**DESCRIPTION OF THE TASK:** The lines to be set down run from the line containing "Where can you see the sailor's" through the final line of the data below; print them exactly and print nothing else.

**EXCERPTED DATA:**
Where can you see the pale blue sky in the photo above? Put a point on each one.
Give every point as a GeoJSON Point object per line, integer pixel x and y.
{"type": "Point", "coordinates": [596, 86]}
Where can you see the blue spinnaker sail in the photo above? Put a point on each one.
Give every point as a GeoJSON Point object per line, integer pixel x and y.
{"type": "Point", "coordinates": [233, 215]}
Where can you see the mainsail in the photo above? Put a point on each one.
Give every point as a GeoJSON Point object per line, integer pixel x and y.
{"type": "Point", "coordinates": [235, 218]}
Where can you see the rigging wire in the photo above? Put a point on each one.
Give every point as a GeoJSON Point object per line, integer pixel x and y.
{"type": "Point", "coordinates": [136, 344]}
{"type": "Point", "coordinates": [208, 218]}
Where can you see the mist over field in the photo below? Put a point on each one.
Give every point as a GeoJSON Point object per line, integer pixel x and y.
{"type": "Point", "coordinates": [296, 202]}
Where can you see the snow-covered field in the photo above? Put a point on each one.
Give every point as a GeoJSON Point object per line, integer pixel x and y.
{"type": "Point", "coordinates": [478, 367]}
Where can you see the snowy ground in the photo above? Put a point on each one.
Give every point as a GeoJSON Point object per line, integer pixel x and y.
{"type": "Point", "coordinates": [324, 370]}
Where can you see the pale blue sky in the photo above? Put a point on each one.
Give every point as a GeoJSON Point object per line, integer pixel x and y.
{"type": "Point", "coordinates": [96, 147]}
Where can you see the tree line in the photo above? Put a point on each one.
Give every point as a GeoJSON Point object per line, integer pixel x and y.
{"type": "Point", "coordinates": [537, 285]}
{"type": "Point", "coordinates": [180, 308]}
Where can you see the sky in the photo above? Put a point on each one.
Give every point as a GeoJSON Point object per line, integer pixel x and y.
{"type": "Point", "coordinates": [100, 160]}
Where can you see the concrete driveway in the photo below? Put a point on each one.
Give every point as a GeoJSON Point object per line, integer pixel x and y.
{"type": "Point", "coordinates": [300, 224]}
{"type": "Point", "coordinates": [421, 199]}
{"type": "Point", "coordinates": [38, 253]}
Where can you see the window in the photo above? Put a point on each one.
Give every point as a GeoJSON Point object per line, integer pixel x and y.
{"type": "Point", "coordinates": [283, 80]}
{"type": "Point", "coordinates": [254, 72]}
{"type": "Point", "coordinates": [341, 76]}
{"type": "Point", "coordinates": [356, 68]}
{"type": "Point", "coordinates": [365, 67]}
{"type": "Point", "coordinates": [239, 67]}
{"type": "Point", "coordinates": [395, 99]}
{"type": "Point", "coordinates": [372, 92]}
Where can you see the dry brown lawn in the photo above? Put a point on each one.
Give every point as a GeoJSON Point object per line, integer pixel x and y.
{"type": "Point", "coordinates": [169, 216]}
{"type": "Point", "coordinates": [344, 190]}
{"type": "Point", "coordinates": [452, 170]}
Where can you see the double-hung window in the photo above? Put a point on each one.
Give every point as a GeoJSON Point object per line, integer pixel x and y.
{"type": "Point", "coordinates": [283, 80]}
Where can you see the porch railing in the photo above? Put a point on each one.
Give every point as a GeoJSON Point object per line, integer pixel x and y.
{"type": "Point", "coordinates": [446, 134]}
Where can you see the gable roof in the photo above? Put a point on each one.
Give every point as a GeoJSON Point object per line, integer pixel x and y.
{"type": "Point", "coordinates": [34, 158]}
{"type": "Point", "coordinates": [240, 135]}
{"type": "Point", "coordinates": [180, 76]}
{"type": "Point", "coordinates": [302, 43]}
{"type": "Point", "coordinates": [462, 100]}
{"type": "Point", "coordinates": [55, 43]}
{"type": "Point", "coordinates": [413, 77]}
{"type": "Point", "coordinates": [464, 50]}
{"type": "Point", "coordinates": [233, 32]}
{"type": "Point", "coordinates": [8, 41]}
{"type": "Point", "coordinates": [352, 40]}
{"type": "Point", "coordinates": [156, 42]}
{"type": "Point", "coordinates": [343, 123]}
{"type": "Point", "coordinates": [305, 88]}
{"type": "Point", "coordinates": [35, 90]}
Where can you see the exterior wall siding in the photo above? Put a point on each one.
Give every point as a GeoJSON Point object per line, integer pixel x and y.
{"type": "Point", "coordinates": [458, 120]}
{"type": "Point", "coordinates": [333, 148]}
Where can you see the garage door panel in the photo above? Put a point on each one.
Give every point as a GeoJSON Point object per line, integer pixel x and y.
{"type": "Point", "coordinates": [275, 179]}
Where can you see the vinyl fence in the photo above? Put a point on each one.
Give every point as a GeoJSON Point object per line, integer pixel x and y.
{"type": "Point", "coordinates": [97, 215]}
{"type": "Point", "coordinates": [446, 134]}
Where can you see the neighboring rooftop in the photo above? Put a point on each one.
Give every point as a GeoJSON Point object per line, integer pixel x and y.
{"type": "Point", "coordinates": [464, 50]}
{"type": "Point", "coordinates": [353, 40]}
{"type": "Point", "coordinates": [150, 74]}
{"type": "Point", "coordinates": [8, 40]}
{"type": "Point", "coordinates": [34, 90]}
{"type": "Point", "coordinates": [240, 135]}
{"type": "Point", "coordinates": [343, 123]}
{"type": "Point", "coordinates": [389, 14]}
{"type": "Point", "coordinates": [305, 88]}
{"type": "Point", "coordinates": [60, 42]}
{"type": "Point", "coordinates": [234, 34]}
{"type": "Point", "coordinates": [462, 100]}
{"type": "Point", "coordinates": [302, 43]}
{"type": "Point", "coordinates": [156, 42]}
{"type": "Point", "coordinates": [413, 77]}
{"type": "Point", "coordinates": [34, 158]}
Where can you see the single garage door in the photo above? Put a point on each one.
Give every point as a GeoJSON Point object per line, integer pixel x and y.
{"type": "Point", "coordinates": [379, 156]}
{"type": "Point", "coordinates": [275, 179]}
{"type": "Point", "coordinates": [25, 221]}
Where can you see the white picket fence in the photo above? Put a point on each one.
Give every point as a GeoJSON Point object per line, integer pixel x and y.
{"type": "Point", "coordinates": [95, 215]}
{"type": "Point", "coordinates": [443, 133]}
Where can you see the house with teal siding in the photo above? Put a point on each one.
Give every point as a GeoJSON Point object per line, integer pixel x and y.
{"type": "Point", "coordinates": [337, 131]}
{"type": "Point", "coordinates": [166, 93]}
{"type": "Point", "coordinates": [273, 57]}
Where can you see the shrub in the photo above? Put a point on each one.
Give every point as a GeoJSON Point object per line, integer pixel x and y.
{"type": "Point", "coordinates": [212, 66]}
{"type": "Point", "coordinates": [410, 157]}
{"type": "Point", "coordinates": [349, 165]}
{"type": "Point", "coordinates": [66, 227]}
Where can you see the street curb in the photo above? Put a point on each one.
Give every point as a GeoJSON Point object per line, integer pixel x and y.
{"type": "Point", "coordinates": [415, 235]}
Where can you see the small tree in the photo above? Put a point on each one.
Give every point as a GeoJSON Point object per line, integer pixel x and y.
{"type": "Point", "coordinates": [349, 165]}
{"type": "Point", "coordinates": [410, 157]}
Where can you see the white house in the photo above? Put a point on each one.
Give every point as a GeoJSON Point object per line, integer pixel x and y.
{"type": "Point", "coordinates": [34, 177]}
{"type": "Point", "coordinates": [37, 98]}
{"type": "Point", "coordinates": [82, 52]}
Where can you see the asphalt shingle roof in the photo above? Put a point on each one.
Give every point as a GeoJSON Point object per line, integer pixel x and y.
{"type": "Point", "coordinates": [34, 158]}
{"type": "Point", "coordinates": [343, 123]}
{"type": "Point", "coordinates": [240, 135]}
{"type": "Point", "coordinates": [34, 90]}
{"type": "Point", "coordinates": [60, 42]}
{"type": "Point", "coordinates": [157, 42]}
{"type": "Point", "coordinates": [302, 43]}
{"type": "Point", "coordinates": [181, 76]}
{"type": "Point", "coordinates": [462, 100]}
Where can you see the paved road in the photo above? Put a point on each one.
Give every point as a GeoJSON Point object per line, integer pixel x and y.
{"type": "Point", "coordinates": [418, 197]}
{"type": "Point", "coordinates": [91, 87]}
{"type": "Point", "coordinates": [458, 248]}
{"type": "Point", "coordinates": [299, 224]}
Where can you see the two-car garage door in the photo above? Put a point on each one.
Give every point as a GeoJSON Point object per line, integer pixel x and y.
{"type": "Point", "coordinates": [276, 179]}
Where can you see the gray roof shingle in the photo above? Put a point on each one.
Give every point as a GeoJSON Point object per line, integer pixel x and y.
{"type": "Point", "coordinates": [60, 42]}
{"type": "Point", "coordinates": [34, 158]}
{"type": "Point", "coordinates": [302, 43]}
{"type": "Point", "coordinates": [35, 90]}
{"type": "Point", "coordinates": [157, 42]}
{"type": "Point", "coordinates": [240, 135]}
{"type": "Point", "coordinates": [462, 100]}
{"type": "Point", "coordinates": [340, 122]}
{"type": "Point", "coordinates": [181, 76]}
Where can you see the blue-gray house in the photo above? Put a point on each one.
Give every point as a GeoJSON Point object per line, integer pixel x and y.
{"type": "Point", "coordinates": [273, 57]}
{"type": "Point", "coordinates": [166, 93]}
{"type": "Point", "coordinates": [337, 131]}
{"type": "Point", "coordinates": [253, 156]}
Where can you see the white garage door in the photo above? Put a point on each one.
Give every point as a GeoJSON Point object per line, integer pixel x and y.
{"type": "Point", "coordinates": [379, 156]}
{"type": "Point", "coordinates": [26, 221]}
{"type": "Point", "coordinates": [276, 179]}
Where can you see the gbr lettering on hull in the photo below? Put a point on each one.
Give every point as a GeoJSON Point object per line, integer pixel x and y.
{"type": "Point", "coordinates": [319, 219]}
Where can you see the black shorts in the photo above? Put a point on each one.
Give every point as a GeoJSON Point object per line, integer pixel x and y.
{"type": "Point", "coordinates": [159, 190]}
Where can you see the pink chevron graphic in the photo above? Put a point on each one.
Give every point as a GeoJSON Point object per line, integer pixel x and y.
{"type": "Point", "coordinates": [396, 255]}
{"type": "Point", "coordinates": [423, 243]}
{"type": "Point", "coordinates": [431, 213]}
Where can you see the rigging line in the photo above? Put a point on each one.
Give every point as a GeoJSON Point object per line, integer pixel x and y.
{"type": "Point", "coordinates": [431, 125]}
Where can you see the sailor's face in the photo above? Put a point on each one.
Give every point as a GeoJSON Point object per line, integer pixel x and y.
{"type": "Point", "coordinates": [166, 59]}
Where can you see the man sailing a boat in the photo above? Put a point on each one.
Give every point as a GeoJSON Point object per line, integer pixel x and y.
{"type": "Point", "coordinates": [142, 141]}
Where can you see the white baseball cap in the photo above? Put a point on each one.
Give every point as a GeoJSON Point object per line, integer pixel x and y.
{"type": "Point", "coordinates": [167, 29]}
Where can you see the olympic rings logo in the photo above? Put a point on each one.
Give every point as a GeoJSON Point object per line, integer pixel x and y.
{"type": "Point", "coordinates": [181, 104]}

**FINISHED ANSWER:**
Where can you see the sailor's face in the photo above? Put a point on each one.
Give every point as a GeoJSON Point object per line, integer pixel x and y.
{"type": "Point", "coordinates": [166, 59]}
Where can you see the man sailing a boat in the photo above? Put a point on each one.
Give every point as a GeoJSON Point object per line, integer pixel x and y.
{"type": "Point", "coordinates": [142, 141]}
Where can you see the white baseball cap in the photo above? Put a point on each one.
Give every point as a GeoJSON Point object per line, integer pixel x and y.
{"type": "Point", "coordinates": [167, 29]}
Where can you see the olympic rings logo in the photo above? Put a point on each one.
Give every point as a GeoJSON Point object per line, integer pixel x and y.
{"type": "Point", "coordinates": [181, 104]}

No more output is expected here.